• **TASK**: Your copy should begin at the line containing "Where can the long" and end at the last line of the records below, matching each line exactly and leaving out pictures.
━━━ TASK MATERIAL
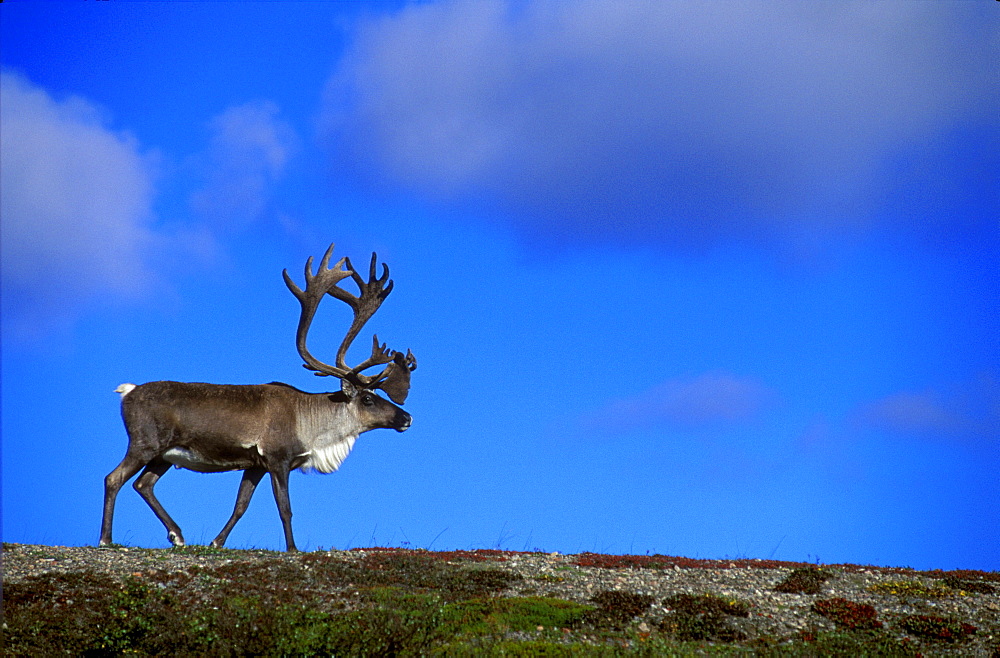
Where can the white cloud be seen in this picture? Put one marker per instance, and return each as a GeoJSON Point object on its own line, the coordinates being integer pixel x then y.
{"type": "Point", "coordinates": [705, 400]}
{"type": "Point", "coordinates": [656, 121]}
{"type": "Point", "coordinates": [249, 150]}
{"type": "Point", "coordinates": [969, 411]}
{"type": "Point", "coordinates": [76, 205]}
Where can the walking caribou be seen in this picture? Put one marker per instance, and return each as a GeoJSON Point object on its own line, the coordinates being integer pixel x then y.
{"type": "Point", "coordinates": [268, 428]}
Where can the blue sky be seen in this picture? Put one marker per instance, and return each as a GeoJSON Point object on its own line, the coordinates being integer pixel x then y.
{"type": "Point", "coordinates": [707, 279]}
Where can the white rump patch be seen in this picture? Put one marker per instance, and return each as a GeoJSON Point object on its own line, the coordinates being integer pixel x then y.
{"type": "Point", "coordinates": [328, 458]}
{"type": "Point", "coordinates": [124, 389]}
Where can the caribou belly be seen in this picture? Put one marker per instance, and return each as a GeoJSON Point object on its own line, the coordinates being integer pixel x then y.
{"type": "Point", "coordinates": [191, 460]}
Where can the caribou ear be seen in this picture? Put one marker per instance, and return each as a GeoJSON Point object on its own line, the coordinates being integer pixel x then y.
{"type": "Point", "coordinates": [397, 381]}
{"type": "Point", "coordinates": [348, 389]}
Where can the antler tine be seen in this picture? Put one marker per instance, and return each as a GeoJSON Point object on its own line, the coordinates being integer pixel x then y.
{"type": "Point", "coordinates": [373, 293]}
{"type": "Point", "coordinates": [395, 377]}
{"type": "Point", "coordinates": [324, 281]}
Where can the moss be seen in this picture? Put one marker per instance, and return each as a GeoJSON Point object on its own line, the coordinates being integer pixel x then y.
{"type": "Point", "coordinates": [848, 614]}
{"type": "Point", "coordinates": [494, 617]}
{"type": "Point", "coordinates": [807, 580]}
{"type": "Point", "coordinates": [936, 628]}
{"type": "Point", "coordinates": [703, 617]}
{"type": "Point", "coordinates": [616, 608]}
{"type": "Point", "coordinates": [912, 589]}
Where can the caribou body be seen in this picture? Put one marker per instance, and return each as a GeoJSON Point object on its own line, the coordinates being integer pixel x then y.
{"type": "Point", "coordinates": [267, 428]}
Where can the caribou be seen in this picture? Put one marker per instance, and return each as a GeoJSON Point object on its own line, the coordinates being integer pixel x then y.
{"type": "Point", "coordinates": [267, 428]}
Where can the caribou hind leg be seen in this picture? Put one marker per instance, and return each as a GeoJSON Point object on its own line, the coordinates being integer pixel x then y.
{"type": "Point", "coordinates": [144, 485]}
{"type": "Point", "coordinates": [251, 478]}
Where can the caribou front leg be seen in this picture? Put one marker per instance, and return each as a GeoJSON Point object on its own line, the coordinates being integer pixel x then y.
{"type": "Point", "coordinates": [128, 467]}
{"type": "Point", "coordinates": [251, 478]}
{"type": "Point", "coordinates": [279, 483]}
{"type": "Point", "coordinates": [144, 485]}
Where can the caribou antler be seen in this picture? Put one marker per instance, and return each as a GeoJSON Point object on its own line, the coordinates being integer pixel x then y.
{"type": "Point", "coordinates": [395, 378]}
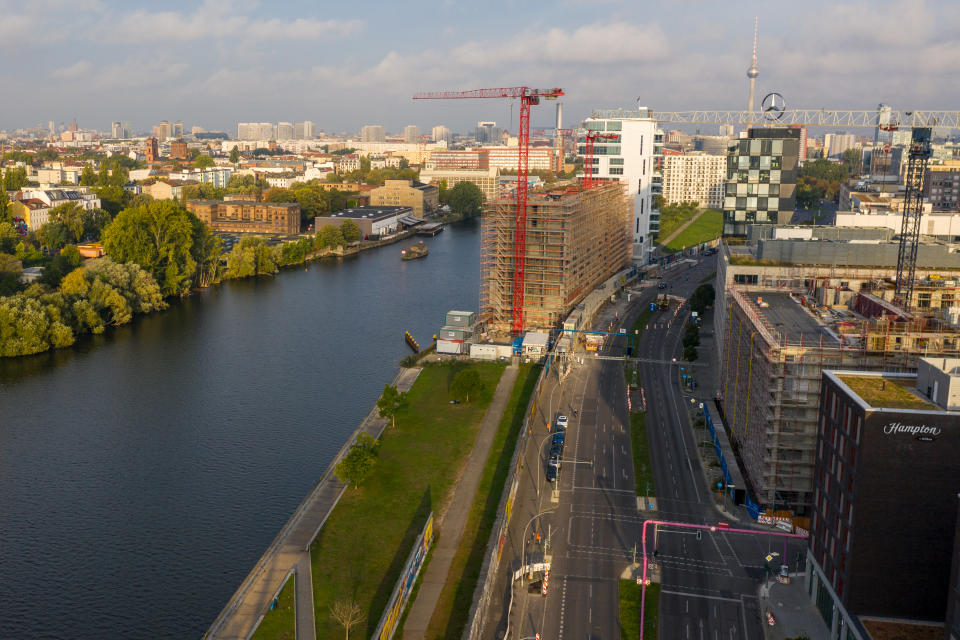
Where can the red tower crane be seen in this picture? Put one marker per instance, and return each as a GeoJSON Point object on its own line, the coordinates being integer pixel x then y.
{"type": "Point", "coordinates": [528, 97]}
{"type": "Point", "coordinates": [592, 136]}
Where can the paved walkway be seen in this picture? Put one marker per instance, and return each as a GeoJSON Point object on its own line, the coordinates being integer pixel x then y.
{"type": "Point", "coordinates": [680, 229]}
{"type": "Point", "coordinates": [455, 519]}
{"type": "Point", "coordinates": [291, 548]}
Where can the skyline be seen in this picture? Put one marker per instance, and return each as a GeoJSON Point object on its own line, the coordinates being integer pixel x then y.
{"type": "Point", "coordinates": [220, 63]}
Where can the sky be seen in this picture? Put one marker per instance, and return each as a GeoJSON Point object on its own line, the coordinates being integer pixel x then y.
{"type": "Point", "coordinates": [342, 65]}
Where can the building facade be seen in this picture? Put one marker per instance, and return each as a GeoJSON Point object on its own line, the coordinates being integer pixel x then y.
{"type": "Point", "coordinates": [696, 177]}
{"type": "Point", "coordinates": [628, 158]}
{"type": "Point", "coordinates": [885, 454]}
{"type": "Point", "coordinates": [575, 240]}
{"type": "Point", "coordinates": [422, 199]}
{"type": "Point", "coordinates": [761, 180]}
{"type": "Point", "coordinates": [247, 216]}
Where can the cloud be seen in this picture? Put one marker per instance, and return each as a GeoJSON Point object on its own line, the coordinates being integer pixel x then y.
{"type": "Point", "coordinates": [78, 68]}
{"type": "Point", "coordinates": [215, 19]}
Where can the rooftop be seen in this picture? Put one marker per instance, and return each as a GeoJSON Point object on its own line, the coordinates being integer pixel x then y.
{"type": "Point", "coordinates": [788, 317]}
{"type": "Point", "coordinates": [885, 391]}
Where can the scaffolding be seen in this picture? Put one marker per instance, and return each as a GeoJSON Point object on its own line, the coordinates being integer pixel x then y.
{"type": "Point", "coordinates": [771, 389]}
{"type": "Point", "coordinates": [575, 239]}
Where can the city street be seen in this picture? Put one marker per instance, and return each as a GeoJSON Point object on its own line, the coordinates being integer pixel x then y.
{"type": "Point", "coordinates": [590, 534]}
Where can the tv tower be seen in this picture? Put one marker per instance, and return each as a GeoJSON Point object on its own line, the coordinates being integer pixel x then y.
{"type": "Point", "coordinates": [753, 71]}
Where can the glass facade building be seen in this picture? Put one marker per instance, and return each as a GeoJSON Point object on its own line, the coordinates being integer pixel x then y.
{"type": "Point", "coordinates": [762, 172]}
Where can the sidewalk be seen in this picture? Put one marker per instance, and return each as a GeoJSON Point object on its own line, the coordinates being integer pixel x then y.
{"type": "Point", "coordinates": [291, 547]}
{"type": "Point", "coordinates": [793, 611]}
{"type": "Point", "coordinates": [455, 519]}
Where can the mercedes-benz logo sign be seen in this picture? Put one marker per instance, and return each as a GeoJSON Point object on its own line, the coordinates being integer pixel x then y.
{"type": "Point", "coordinates": [773, 106]}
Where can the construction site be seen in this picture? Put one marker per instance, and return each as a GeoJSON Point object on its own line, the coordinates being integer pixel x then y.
{"type": "Point", "coordinates": [575, 239]}
{"type": "Point", "coordinates": [779, 326]}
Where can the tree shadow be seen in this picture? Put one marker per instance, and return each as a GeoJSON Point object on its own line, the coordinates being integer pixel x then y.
{"type": "Point", "coordinates": [385, 589]}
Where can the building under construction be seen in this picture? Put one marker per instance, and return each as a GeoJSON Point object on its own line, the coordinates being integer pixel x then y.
{"type": "Point", "coordinates": [778, 326]}
{"type": "Point", "coordinates": [575, 239]}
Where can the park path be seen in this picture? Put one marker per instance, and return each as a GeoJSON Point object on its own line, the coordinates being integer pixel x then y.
{"type": "Point", "coordinates": [680, 229]}
{"type": "Point", "coordinates": [454, 521]}
{"type": "Point", "coordinates": [290, 550]}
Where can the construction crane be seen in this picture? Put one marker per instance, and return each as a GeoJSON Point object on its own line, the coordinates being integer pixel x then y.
{"type": "Point", "coordinates": [528, 98]}
{"type": "Point", "coordinates": [591, 137]}
{"type": "Point", "coordinates": [883, 118]}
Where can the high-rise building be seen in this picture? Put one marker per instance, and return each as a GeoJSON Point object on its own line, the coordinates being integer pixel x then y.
{"type": "Point", "coordinates": [151, 151]}
{"type": "Point", "coordinates": [762, 170]}
{"type": "Point", "coordinates": [284, 131]}
{"type": "Point", "coordinates": [372, 133]}
{"type": "Point", "coordinates": [695, 177]}
{"type": "Point", "coordinates": [488, 132]}
{"type": "Point", "coordinates": [442, 133]}
{"type": "Point", "coordinates": [885, 499]}
{"type": "Point", "coordinates": [628, 158]}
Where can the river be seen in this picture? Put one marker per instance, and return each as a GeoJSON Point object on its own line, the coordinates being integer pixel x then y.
{"type": "Point", "coordinates": [144, 472]}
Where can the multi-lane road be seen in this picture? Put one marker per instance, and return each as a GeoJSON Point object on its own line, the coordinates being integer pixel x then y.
{"type": "Point", "coordinates": [590, 527]}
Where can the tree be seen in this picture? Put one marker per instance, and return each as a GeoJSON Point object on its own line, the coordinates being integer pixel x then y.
{"type": "Point", "coordinates": [350, 231]}
{"type": "Point", "coordinates": [347, 613]}
{"type": "Point", "coordinates": [204, 161]}
{"type": "Point", "coordinates": [465, 383]}
{"type": "Point", "coordinates": [358, 464]}
{"type": "Point", "coordinates": [466, 199]}
{"type": "Point", "coordinates": [328, 237]}
{"type": "Point", "coordinates": [390, 401]}
{"type": "Point", "coordinates": [159, 237]}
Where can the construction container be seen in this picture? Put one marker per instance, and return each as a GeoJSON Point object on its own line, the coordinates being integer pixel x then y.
{"type": "Point", "coordinates": [449, 346]}
{"type": "Point", "coordinates": [454, 333]}
{"type": "Point", "coordinates": [460, 318]}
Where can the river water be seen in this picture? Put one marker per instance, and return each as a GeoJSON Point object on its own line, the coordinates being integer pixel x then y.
{"type": "Point", "coordinates": [143, 473]}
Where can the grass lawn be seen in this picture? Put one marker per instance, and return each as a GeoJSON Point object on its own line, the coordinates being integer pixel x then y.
{"type": "Point", "coordinates": [886, 393]}
{"type": "Point", "coordinates": [672, 217]}
{"type": "Point", "coordinates": [706, 227]}
{"type": "Point", "coordinates": [453, 608]}
{"type": "Point", "coordinates": [630, 594]}
{"type": "Point", "coordinates": [281, 623]}
{"type": "Point", "coordinates": [361, 549]}
{"type": "Point", "coordinates": [642, 469]}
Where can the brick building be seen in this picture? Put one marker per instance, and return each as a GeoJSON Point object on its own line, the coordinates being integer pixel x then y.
{"type": "Point", "coordinates": [247, 216]}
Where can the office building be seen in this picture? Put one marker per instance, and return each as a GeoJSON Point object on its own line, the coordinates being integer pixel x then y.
{"type": "Point", "coordinates": [151, 150]}
{"type": "Point", "coordinates": [372, 133]}
{"type": "Point", "coordinates": [695, 177]}
{"type": "Point", "coordinates": [762, 171]}
{"type": "Point", "coordinates": [941, 187]}
{"type": "Point", "coordinates": [247, 216]}
{"type": "Point", "coordinates": [304, 130]}
{"type": "Point", "coordinates": [374, 221]}
{"type": "Point", "coordinates": [575, 240]}
{"type": "Point", "coordinates": [178, 150]}
{"type": "Point", "coordinates": [487, 132]}
{"type": "Point", "coordinates": [422, 199]}
{"type": "Point", "coordinates": [886, 452]}
{"type": "Point", "coordinates": [442, 133]}
{"type": "Point", "coordinates": [628, 158]}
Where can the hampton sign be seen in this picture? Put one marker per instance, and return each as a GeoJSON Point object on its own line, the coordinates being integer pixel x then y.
{"type": "Point", "coordinates": [920, 432]}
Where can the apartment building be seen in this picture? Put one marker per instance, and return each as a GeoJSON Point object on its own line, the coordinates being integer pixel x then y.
{"type": "Point", "coordinates": [695, 177]}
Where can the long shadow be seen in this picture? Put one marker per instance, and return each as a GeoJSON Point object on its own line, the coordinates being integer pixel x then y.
{"type": "Point", "coordinates": [389, 581]}
{"type": "Point", "coordinates": [463, 596]}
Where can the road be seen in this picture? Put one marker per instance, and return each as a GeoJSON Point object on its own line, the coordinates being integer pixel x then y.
{"type": "Point", "coordinates": [709, 585]}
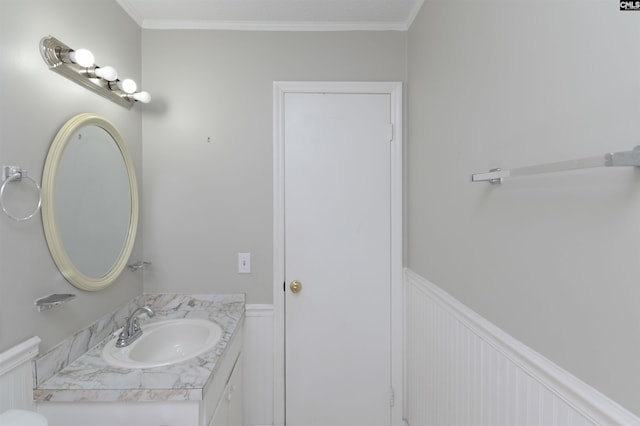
━━━━━━
• **RESPONSE FOR THIS EXERCISE**:
Where can the long shadow be seen in this picture? Put one marker per instance, and return each as a GeoJSON Point object on its own line, the coordinates being integer pixel x then y.
{"type": "Point", "coordinates": [389, 581]}
{"type": "Point", "coordinates": [463, 596]}
Where can the road be seen in this picture? Put one marker per instance, and return each as a GeoJSON Point object on its own line, the coordinates being integer pixel x then y.
{"type": "Point", "coordinates": [709, 585]}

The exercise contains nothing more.